'''

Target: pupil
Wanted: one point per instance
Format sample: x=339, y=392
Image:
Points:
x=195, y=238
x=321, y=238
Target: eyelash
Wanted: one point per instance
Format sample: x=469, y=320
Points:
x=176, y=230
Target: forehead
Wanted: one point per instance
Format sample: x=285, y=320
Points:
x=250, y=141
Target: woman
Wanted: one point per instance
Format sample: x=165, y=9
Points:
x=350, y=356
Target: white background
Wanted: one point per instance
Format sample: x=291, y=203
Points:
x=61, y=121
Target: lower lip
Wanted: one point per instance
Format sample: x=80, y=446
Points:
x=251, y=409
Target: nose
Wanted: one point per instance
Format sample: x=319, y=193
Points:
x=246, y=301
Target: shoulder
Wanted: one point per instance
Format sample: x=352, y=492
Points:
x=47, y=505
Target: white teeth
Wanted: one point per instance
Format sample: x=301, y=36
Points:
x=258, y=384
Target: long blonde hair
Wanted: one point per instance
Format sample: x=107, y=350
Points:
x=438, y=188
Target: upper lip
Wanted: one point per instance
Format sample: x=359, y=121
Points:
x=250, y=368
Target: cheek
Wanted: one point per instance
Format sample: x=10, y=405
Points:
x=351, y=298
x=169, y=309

'''
'''

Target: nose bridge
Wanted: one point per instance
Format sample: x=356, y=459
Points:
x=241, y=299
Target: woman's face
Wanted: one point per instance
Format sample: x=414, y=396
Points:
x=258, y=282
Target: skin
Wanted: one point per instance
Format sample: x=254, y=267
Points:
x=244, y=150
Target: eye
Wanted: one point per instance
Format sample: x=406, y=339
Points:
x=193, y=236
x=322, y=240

'''

_PROBLEM:_ Copy the listing lines word for word, starting with the line that contains "Target: cheek" and going on through the line that contains "x=169, y=309".

_RESPONSE BELOW:_
Target: cheek
Wanted: one point per instance
Format sample: x=10, y=405
Points:
x=351, y=298
x=169, y=309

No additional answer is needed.